■ **Task to carry out**:
Leaving out the pictures, transcribe all of the records faithfully.

Source data:
==================================================
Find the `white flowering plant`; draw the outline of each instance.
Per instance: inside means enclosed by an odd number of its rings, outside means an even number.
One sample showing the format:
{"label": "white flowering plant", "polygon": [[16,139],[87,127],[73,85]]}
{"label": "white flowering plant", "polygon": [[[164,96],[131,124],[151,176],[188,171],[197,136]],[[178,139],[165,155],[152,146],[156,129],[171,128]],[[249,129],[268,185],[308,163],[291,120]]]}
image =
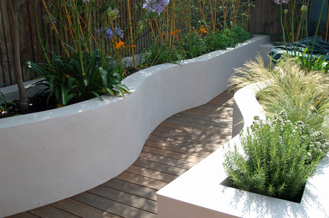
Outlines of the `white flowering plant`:
{"label": "white flowering plant", "polygon": [[[121,69],[122,56],[135,46],[133,43],[140,30],[121,41],[124,32],[137,21],[121,29],[115,22],[120,12],[114,2],[52,0],[45,6],[49,15],[44,21],[52,27],[55,45],[51,50],[48,48],[49,38],[44,40],[41,36],[44,33],[38,31],[44,62],[27,64],[27,68],[40,75],[37,79],[42,79],[34,85],[45,86],[41,92],[49,93],[48,101],[53,95],[60,107],[73,99],[77,101],[96,97],[103,100],[102,94],[123,97],[129,93],[121,82],[121,72],[117,70]],[[36,19],[38,31],[37,22]]]}
{"label": "white flowering plant", "polygon": [[320,132],[302,122],[292,123],[284,111],[271,119],[254,119],[240,135],[244,153],[235,145],[225,154],[227,174],[237,188],[299,203],[328,143]]}

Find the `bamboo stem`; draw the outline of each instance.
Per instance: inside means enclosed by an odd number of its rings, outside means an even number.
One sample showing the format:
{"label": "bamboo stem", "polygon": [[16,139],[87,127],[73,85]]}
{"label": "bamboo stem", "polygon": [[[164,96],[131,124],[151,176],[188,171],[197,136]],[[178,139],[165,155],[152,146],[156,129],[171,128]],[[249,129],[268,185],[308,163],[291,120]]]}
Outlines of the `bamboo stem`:
{"label": "bamboo stem", "polygon": [[129,19],[129,31],[130,34],[130,49],[131,49],[131,53],[133,54],[133,60],[134,61],[134,66],[136,66],[136,60],[135,59],[135,53],[134,51],[134,47],[133,46],[133,44],[134,43],[133,40],[133,27],[131,26],[131,17],[130,15],[130,6],[129,0],[127,0],[127,10],[128,10],[128,19]]}
{"label": "bamboo stem", "polygon": [[[46,5],[46,3],[44,2],[44,0],[41,0],[42,2],[42,4],[43,5],[43,7],[44,7],[45,10],[46,10],[46,12],[47,12],[47,14],[48,15],[48,16],[50,15],[50,13],[48,11],[48,9],[47,7],[47,5]],[[51,22],[51,24],[53,26],[53,27],[54,28],[54,30],[55,31],[55,33],[56,33],[56,35],[58,35],[58,31],[57,31],[57,29],[56,28],[56,26],[55,26],[55,24],[52,22]],[[66,50],[66,49],[65,48],[65,46],[64,45],[64,43],[60,39],[60,41],[61,41],[61,44],[62,44],[62,47],[63,47],[63,49],[64,50],[64,52],[65,53],[65,54],[66,55],[66,56],[68,58],[70,56],[70,55],[68,54],[68,53],[67,52],[67,51]]]}

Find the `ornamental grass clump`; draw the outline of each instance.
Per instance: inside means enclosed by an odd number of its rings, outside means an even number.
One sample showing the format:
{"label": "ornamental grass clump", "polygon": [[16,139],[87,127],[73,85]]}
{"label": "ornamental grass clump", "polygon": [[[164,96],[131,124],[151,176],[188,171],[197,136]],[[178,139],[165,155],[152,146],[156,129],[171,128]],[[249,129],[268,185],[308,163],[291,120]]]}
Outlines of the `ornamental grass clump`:
{"label": "ornamental grass clump", "polygon": [[[270,120],[254,120],[245,135],[240,134],[244,153],[235,145],[225,154],[226,173],[238,188],[295,201],[315,173],[324,154],[320,148],[327,151],[328,144],[317,138],[320,133],[301,122],[293,124],[284,111]],[[319,148],[312,153],[314,144]]]}
{"label": "ornamental grass clump", "polygon": [[311,128],[321,130],[328,138],[328,125],[322,125],[329,111],[327,74],[306,70],[291,58],[283,59],[272,69],[265,67],[259,57],[245,66],[237,69],[231,78],[234,87],[239,89],[261,82],[258,84],[260,90],[256,97],[266,112],[270,114],[284,110],[292,123],[301,121]]}

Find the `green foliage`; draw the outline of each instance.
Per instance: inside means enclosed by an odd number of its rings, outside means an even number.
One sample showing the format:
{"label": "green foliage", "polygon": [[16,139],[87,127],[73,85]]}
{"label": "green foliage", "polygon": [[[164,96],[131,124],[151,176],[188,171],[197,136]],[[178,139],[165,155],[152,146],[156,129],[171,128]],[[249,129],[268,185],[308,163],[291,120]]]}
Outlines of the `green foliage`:
{"label": "green foliage", "polygon": [[[5,85],[4,83],[0,83],[0,85]],[[11,103],[12,104],[14,104],[10,101],[8,101],[6,98],[6,96],[5,95],[2,93],[2,92],[0,91],[0,102],[3,102],[4,103],[4,106],[3,106],[2,105],[0,105],[0,111],[1,110],[3,110],[5,111],[7,111],[6,109],[6,108],[7,107],[7,103]]]}
{"label": "green foliage", "polygon": [[196,32],[184,35],[182,48],[188,59],[193,58],[212,51],[211,47],[205,38]]}
{"label": "green foliage", "polygon": [[236,43],[245,42],[250,39],[252,34],[246,31],[238,26],[231,29],[225,29],[221,33],[217,32],[208,34],[208,44],[215,50],[225,50],[234,47]]}
{"label": "green foliage", "polygon": [[42,75],[37,79],[43,79],[34,85],[46,86],[42,91],[50,91],[48,100],[54,93],[58,104],[64,106],[75,96],[82,100],[95,97],[103,100],[100,94],[119,94],[123,97],[124,93],[129,93],[114,70],[115,66],[112,64],[111,57],[102,57],[98,50],[90,53],[82,52],[82,56],[74,51],[69,58],[55,55],[50,67],[47,64],[27,63],[28,68]]}
{"label": "green foliage", "polygon": [[287,120],[284,111],[266,122],[255,117],[251,132],[248,129],[245,136],[240,135],[244,155],[236,145],[225,154],[224,168],[233,184],[269,196],[295,197],[315,174],[321,156],[316,155],[309,161],[308,149],[311,146],[308,140],[316,140],[316,137],[311,139],[313,133],[303,132],[300,127]]}
{"label": "green foliage", "polygon": [[272,114],[285,110],[292,122],[301,120],[311,128],[322,131],[327,138],[329,128],[322,125],[329,111],[327,75],[307,71],[293,59],[278,63],[273,69],[265,67],[260,58],[258,60],[237,69],[237,75],[231,79],[232,85],[240,89],[262,82],[256,96],[266,112]]}
{"label": "green foliage", "polygon": [[[326,58],[328,56],[328,54],[326,56],[320,55],[316,57],[311,56],[307,53],[308,50],[307,48],[305,48],[300,55],[299,52],[297,53],[297,58],[293,59],[295,62],[300,64],[306,70],[319,70],[325,73],[327,73],[329,71],[329,64],[328,64],[328,62],[326,60]],[[283,55],[281,56],[279,61],[281,62],[284,61],[285,59],[292,58],[293,56],[291,52],[286,53],[284,51]]]}
{"label": "green foliage", "polygon": [[175,63],[184,59],[184,52],[176,46],[171,49],[165,43],[160,43],[160,37],[157,39],[157,44],[154,41],[147,50],[144,51],[144,60],[148,67],[164,63]]}
{"label": "green foliage", "polygon": [[238,25],[235,25],[233,28],[233,30],[237,37],[237,41],[238,43],[241,43],[250,39],[253,34],[251,32],[248,32],[245,30]]}
{"label": "green foliage", "polygon": [[208,43],[215,50],[225,50],[229,47],[227,42],[229,41],[228,37],[219,32],[209,33],[207,39]]}
{"label": "green foliage", "polygon": [[221,34],[227,37],[226,42],[228,47],[234,48],[239,42],[237,34],[233,29],[224,29],[222,30]]}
==================================================
■ **Answer to the task**:
Find the `white flowering plant`; draw the outline of each instance.
Per instance: inside means enclosed by an odd number of its rings, outside means an even number.
One sample showing the format:
{"label": "white flowering plant", "polygon": [[16,139],[87,127],[73,85]]}
{"label": "white flowering plant", "polygon": [[[164,96],[131,124],[151,176],[188,171],[197,136]],[[178,139],[165,155],[152,146],[156,129],[171,128]],[[249,129],[268,185],[308,163],[291,120]]]}
image =
Outlines of the `white flowering plant`:
{"label": "white flowering plant", "polygon": [[[121,69],[122,56],[135,46],[133,43],[140,30],[121,41],[124,32],[137,21],[121,29],[115,22],[120,12],[114,2],[52,0],[45,6],[49,15],[44,21],[52,27],[55,45],[51,50],[48,48],[49,38],[44,40],[41,36],[44,33],[38,31],[44,62],[27,64],[27,68],[40,75],[37,79],[42,79],[34,85],[45,86],[41,92],[49,93],[48,101],[53,95],[60,107],[73,99],[77,101],[96,97],[103,100],[102,94],[123,97],[129,93],[121,82],[121,72],[117,70]],[[36,19],[38,31],[37,22]]]}
{"label": "white flowering plant", "polygon": [[320,132],[302,122],[292,123],[284,111],[271,119],[254,119],[240,135],[244,153],[235,145],[225,154],[227,174],[237,188],[299,203],[328,143]]}

Find the `bamboo stem`; draw the outline of each instance.
Per instance: inside means enclosed by an odd number of its rings, outside means an even number.
One sample showing the format:
{"label": "bamboo stem", "polygon": [[16,139],[87,127],[73,85]]}
{"label": "bamboo stem", "polygon": [[[164,96],[131,124],[151,176],[188,171],[197,136]],[[178,139],[165,155],[152,146],[156,129],[171,128]],[[249,129],[268,185],[308,163],[291,120]]]}
Outlines of the `bamboo stem`:
{"label": "bamboo stem", "polygon": [[129,19],[129,31],[130,34],[130,49],[131,49],[131,53],[133,54],[133,60],[134,61],[134,66],[136,66],[136,60],[135,59],[135,53],[134,51],[134,47],[133,46],[133,44],[134,43],[133,40],[133,27],[131,26],[131,17],[130,15],[130,6],[129,0],[127,0],[127,10],[128,10],[128,19]]}
{"label": "bamboo stem", "polygon": [[[46,5],[46,3],[44,2],[44,0],[41,0],[42,2],[42,4],[43,5],[43,7],[44,7],[45,10],[46,10],[46,12],[47,12],[47,14],[48,15],[48,16],[50,15],[50,13],[48,11],[48,9],[47,7],[47,5]],[[51,22],[51,24],[53,26],[53,27],[54,28],[54,30],[55,31],[55,33],[56,33],[56,35],[58,35],[58,31],[57,31],[57,29],[56,28],[56,26],[55,26],[55,24],[52,22]],[[66,50],[66,49],[65,48],[65,46],[64,45],[64,43],[60,39],[60,41],[61,41],[61,44],[62,44],[62,47],[63,47],[63,49],[64,50],[64,52],[65,53],[65,54],[66,55],[66,56],[68,58],[70,56],[70,55],[68,54],[68,53],[67,52],[67,51]]]}

Find the `ornamental grass clump`; draw the outline of each instance.
Per instance: inside means enclosed by an odd number of its rings, outside means an even number.
One sample showing the format:
{"label": "ornamental grass clump", "polygon": [[16,139],[87,127],[73,85]]}
{"label": "ornamental grass clump", "polygon": [[[164,96],[131,124],[151,176],[188,171],[197,136]],[[178,139],[165,155],[152,146],[156,129],[171,128]],[[249,129],[268,185],[308,163],[291,120]]]}
Outlines of the `ornamental grass clump`:
{"label": "ornamental grass clump", "polygon": [[[270,120],[254,120],[245,135],[240,134],[244,153],[235,145],[225,154],[226,173],[238,188],[295,201],[315,173],[324,154],[320,148],[327,151],[328,144],[317,138],[320,133],[301,122],[293,124],[284,111]],[[319,148],[312,153],[314,144]]]}
{"label": "ornamental grass clump", "polygon": [[311,128],[321,130],[328,138],[328,125],[322,125],[329,111],[327,74],[306,70],[291,58],[283,59],[272,69],[265,67],[259,57],[245,66],[237,69],[231,78],[234,87],[239,89],[261,82],[258,84],[260,90],[256,97],[266,112],[270,114],[284,110],[292,123],[301,121]]}

Find the `green foliage`; draw the outline of each instance.
Per instance: inside means enclosed by an odd number of its rings, outside means an even number.
One sample showing the format:
{"label": "green foliage", "polygon": [[16,139],[87,127],[73,85]]}
{"label": "green foliage", "polygon": [[[164,96],[131,124],[151,176],[188,171],[197,136]],[[178,139],[165,155],[152,146],[156,129],[171,128]],[[249,129],[268,185],[308,163],[291,120]]]}
Outlines of the `green foliage`:
{"label": "green foliage", "polygon": [[[5,85],[4,83],[0,83],[0,85]],[[11,103],[12,104],[14,104],[10,101],[8,101],[6,98],[6,96],[5,95],[2,93],[2,92],[0,91],[0,102],[3,102],[4,103],[4,106],[3,106],[2,105],[0,105],[0,111],[1,110],[3,110],[5,111],[7,111],[6,109],[6,108],[7,107],[7,103]]]}
{"label": "green foliage", "polygon": [[196,32],[184,35],[182,48],[188,59],[193,58],[212,51],[211,47],[205,38]]}
{"label": "green foliage", "polygon": [[236,43],[245,42],[250,39],[252,34],[246,31],[238,26],[231,29],[225,29],[221,33],[217,32],[208,34],[208,44],[215,50],[225,50],[234,47]]}
{"label": "green foliage", "polygon": [[42,75],[37,79],[43,79],[34,85],[46,86],[42,91],[50,91],[48,100],[54,93],[58,104],[64,106],[75,96],[82,100],[95,97],[103,100],[100,94],[119,94],[123,97],[124,93],[129,93],[114,70],[115,66],[112,64],[111,57],[102,57],[98,50],[90,53],[82,52],[82,56],[74,51],[69,58],[55,55],[50,67],[47,64],[27,63],[28,68]]}
{"label": "green foliage", "polygon": [[287,120],[284,111],[266,122],[255,117],[251,132],[248,129],[245,136],[240,135],[244,155],[236,145],[225,154],[224,168],[233,184],[269,196],[295,197],[315,174],[321,156],[316,155],[309,161],[308,149],[311,146],[308,140],[316,140],[316,137],[311,139],[313,133],[303,132],[300,127]]}
{"label": "green foliage", "polygon": [[272,114],[285,110],[292,122],[301,120],[311,128],[322,131],[327,138],[329,128],[322,125],[329,111],[327,75],[307,71],[293,59],[278,63],[273,69],[265,67],[260,58],[258,60],[237,69],[237,75],[231,79],[232,85],[240,89],[262,82],[256,96],[266,112]]}
{"label": "green foliage", "polygon": [[[326,58],[328,56],[328,54],[326,56],[320,55],[316,57],[311,56],[307,53],[308,50],[307,48],[305,48],[300,55],[299,52],[297,53],[297,58],[293,59],[295,62],[300,64],[306,70],[319,70],[325,73],[327,73],[329,71],[329,64],[328,64],[328,62],[326,60]],[[283,55],[281,56],[279,61],[281,62],[284,61],[285,59],[292,58],[293,56],[291,52],[286,53],[284,51]]]}
{"label": "green foliage", "polygon": [[175,63],[184,59],[184,52],[176,46],[171,49],[165,43],[160,43],[160,37],[157,39],[157,44],[154,41],[147,50],[144,51],[144,60],[148,67],[164,63]]}
{"label": "green foliage", "polygon": [[238,25],[235,25],[233,28],[233,30],[237,37],[237,41],[238,43],[241,43],[250,39],[253,34],[251,32],[248,32],[245,30]]}
{"label": "green foliage", "polygon": [[208,43],[215,50],[225,50],[229,47],[227,42],[229,41],[228,37],[219,32],[209,33],[207,39]]}
{"label": "green foliage", "polygon": [[221,34],[227,37],[226,42],[228,47],[234,48],[239,42],[237,34],[233,29],[224,29],[222,30]]}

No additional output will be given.